▶ **GIVEN EXERCISE**
Pull out every line in the rows below that contains the word "dome".

++++++++++++++++++++

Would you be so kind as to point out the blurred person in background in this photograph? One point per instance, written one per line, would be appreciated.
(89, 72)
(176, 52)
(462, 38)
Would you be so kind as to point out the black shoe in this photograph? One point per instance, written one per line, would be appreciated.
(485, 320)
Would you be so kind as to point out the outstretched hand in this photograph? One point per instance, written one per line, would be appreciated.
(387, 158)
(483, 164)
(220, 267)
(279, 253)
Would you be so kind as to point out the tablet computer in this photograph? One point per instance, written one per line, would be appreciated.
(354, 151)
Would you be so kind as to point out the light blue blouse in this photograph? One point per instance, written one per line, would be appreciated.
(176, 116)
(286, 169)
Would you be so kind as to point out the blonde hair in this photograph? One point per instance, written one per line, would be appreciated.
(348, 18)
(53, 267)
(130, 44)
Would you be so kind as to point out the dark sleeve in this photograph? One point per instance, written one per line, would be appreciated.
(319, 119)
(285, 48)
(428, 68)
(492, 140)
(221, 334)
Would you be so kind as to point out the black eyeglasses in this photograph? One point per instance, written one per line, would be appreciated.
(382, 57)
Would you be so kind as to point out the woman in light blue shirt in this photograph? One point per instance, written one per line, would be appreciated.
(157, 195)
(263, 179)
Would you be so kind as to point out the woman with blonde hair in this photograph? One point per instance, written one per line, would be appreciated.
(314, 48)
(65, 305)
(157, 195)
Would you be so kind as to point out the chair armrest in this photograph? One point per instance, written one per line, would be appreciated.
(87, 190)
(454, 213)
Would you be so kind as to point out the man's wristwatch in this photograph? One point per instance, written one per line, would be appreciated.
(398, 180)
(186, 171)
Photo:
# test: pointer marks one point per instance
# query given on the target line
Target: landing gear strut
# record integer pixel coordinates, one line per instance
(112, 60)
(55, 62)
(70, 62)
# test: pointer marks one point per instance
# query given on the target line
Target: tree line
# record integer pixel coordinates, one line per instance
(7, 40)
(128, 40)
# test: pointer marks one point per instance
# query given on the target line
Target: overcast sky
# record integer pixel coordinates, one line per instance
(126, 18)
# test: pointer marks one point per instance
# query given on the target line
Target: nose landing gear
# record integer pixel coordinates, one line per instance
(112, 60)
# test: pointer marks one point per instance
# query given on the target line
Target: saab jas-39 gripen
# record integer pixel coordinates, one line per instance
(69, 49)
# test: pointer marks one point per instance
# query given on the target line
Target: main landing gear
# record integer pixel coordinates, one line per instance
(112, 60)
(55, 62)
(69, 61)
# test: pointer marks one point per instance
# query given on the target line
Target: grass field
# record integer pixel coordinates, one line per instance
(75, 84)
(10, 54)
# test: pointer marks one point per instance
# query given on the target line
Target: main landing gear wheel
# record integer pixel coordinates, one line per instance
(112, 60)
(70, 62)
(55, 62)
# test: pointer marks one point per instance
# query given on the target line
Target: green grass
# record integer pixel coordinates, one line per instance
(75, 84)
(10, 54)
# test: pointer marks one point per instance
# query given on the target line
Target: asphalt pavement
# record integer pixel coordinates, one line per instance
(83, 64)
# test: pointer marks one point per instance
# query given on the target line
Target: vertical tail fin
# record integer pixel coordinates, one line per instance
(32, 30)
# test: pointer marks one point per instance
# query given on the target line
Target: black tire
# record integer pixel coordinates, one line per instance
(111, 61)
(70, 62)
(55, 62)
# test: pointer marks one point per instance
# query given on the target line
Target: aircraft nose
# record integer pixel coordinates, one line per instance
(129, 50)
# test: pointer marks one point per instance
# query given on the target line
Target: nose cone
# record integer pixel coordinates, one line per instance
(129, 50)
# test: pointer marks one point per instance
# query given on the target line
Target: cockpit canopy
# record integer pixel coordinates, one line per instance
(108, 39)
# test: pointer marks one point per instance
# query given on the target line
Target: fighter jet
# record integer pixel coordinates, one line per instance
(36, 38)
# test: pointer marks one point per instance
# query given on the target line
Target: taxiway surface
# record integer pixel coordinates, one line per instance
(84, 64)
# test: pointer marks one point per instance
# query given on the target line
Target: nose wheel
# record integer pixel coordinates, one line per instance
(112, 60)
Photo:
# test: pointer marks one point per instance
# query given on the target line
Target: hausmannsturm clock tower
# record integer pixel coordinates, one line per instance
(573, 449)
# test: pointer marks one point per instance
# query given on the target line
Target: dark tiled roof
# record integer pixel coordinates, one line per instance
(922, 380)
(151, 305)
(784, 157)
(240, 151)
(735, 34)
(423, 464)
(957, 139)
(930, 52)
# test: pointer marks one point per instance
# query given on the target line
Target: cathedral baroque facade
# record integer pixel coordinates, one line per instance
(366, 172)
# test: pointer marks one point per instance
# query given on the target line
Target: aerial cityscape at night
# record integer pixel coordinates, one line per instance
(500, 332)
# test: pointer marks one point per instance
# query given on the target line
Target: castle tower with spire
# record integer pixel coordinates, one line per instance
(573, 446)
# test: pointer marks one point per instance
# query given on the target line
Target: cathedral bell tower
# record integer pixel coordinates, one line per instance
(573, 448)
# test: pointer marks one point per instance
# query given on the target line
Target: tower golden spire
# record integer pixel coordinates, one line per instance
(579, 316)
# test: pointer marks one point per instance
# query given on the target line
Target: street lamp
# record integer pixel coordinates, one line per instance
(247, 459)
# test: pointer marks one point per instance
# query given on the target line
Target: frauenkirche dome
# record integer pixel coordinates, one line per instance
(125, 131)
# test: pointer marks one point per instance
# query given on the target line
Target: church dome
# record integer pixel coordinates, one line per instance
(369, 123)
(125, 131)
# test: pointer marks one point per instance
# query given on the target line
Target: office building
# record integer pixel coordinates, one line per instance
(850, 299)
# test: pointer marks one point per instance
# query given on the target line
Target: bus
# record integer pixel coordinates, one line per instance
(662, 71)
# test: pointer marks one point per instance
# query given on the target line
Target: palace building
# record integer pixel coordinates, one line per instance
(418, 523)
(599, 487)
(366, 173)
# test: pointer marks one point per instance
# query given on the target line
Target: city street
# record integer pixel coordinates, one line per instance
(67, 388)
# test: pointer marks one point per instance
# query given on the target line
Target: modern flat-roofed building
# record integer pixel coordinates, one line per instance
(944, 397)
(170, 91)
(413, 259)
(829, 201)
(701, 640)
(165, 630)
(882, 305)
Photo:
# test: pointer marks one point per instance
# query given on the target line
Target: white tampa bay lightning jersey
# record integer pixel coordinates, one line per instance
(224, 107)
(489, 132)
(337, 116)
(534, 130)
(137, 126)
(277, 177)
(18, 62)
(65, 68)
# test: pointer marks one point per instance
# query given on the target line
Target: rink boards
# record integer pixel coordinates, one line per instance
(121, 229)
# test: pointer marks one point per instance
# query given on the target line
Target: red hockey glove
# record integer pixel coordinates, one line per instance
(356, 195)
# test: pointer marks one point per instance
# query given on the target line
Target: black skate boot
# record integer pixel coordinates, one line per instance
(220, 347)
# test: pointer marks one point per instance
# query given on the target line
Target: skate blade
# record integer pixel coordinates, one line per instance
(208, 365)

++++++++++++++++++++

▶ **TASK RESULT**
Target: frauenkirche dome
Target: church dome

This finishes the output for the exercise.